> **Task to carry out**
Each of the following records is to be printed verbatim.

[Opening Data for analysis section]

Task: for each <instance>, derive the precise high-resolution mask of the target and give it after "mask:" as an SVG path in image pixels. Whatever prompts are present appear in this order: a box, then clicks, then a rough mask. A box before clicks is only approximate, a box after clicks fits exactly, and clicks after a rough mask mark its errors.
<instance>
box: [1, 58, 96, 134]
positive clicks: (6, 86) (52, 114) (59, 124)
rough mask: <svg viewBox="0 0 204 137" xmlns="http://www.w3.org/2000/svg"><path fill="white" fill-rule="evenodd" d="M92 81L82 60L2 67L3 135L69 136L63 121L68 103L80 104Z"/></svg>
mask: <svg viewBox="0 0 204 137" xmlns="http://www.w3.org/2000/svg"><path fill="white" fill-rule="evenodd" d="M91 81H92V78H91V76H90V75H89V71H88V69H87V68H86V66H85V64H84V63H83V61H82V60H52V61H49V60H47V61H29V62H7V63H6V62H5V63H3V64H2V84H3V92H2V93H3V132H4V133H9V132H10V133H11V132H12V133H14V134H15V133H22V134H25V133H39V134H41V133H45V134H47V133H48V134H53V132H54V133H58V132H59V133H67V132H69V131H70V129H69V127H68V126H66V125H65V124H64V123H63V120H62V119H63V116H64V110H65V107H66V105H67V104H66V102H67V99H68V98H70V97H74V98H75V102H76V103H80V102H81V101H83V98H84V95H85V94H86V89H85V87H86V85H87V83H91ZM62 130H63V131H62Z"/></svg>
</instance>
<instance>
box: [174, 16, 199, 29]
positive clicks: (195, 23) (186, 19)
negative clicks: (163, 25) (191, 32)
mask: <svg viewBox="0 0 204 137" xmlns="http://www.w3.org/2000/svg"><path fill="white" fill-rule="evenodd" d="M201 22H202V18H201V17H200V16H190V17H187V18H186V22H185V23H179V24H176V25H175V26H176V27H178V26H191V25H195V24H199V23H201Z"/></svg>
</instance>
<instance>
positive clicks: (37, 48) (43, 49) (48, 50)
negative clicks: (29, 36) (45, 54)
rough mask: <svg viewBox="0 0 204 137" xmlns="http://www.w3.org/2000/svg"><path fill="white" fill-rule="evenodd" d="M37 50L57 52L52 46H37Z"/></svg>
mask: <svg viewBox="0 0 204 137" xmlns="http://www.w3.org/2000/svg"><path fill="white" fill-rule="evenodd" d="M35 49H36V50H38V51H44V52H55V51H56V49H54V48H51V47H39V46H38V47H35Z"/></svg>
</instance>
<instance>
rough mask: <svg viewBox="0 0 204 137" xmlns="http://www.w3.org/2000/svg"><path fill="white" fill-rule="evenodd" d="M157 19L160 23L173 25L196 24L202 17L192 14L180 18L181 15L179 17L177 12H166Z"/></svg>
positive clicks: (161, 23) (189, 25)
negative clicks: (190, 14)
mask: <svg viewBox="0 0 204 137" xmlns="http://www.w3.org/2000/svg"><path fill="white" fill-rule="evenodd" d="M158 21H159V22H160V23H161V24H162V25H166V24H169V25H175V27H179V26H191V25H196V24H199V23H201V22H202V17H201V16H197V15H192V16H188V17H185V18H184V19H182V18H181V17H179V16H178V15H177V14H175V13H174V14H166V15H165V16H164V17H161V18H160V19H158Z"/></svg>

[Closing Data for analysis section]

> **Task output**
Task: for each <instance>, derive the precise high-resolution mask of the target and give it after "mask:" as an SVG path in image pixels. Whatever prompts are present appear in this order: a box, then clicks, then a rough mask. A box before clicks is only approximate, a box after clicks fits exactly, and clicks after a rough mask mark its errors.
<instance>
box: [1, 58, 96, 134]
positive clicks: (6, 86) (52, 114) (59, 124)
rough mask: <svg viewBox="0 0 204 137" xmlns="http://www.w3.org/2000/svg"><path fill="white" fill-rule="evenodd" d="M92 81L82 60L2 67L3 135L69 136L63 121L68 103L80 104Z"/></svg>
mask: <svg viewBox="0 0 204 137" xmlns="http://www.w3.org/2000/svg"><path fill="white" fill-rule="evenodd" d="M91 81H92V78H91V76H90V75H89V71H88V69H87V68H86V66H85V64H84V63H83V61H82V60H52V61H49V60H47V61H29V62H7V63H6V62H5V63H3V64H2V84H3V92H2V93H3V132H4V133H9V132H10V133H11V132H12V133H14V134H15V133H22V134H25V133H39V134H41V133H45V134H47V133H48V134H53V132H54V133H58V132H59V133H67V132H69V131H70V129H69V127H68V126H66V125H65V124H64V123H63V120H62V119H63V116H64V110H65V107H66V105H67V104H66V102H67V99H68V98H70V97H74V98H75V102H76V103H80V102H81V101H83V98H84V95H85V94H86V89H85V87H86V85H87V83H91ZM62 130H63V131H62Z"/></svg>
</instance>
<instance>
box: [174, 16, 199, 29]
positive clicks: (195, 23) (186, 19)
negative clicks: (163, 25) (191, 32)
mask: <svg viewBox="0 0 204 137" xmlns="http://www.w3.org/2000/svg"><path fill="white" fill-rule="evenodd" d="M201 22H202V18H201V17H200V16H190V17H187V18H186V22H185V23H179V24H176V25H175V26H176V27H178V26H191V25H195V24H199V23H201Z"/></svg>
</instance>
<instance>
positive clicks: (37, 48) (43, 49) (48, 50)
negative clicks: (29, 36) (45, 54)
rough mask: <svg viewBox="0 0 204 137" xmlns="http://www.w3.org/2000/svg"><path fill="white" fill-rule="evenodd" d="M37 50L57 52L52 46H37Z"/></svg>
mask: <svg viewBox="0 0 204 137" xmlns="http://www.w3.org/2000/svg"><path fill="white" fill-rule="evenodd" d="M35 49H36V50H38V51H44V52H55V51H56V49H54V48H51V47H39V46H38V47H35Z"/></svg>
</instance>
<instance>
rough mask: <svg viewBox="0 0 204 137" xmlns="http://www.w3.org/2000/svg"><path fill="white" fill-rule="evenodd" d="M157 19L160 23L173 25L196 24L202 17L192 14L180 18L181 15L179 17L177 12H166Z"/></svg>
positive clicks: (161, 23) (189, 25)
negative clicks: (190, 14)
mask: <svg viewBox="0 0 204 137" xmlns="http://www.w3.org/2000/svg"><path fill="white" fill-rule="evenodd" d="M158 21H159V22H160V23H161V24H162V25H166V24H169V25H175V27H179V26H191V25H196V24H199V23H201V22H202V17H201V16H197V15H192V16H188V17H185V18H184V19H182V18H181V17H179V16H178V15H177V14H175V13H174V14H166V15H165V16H164V17H161V18H160V19H158Z"/></svg>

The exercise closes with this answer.